#### What you have to do:
Wherever the string "Target" occurs in a line of these records, report that line.

Point-per-instance localization data:
BEGIN

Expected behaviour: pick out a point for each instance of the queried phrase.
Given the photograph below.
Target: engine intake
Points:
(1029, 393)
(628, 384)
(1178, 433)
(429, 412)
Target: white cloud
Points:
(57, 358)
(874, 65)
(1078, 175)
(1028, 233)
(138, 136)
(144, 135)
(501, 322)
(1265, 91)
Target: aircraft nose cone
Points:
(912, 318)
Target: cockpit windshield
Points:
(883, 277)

END

#### Response:
Target: engine intake
Target: white cloud
Target: aircraft nose cone
Target: cockpit windshield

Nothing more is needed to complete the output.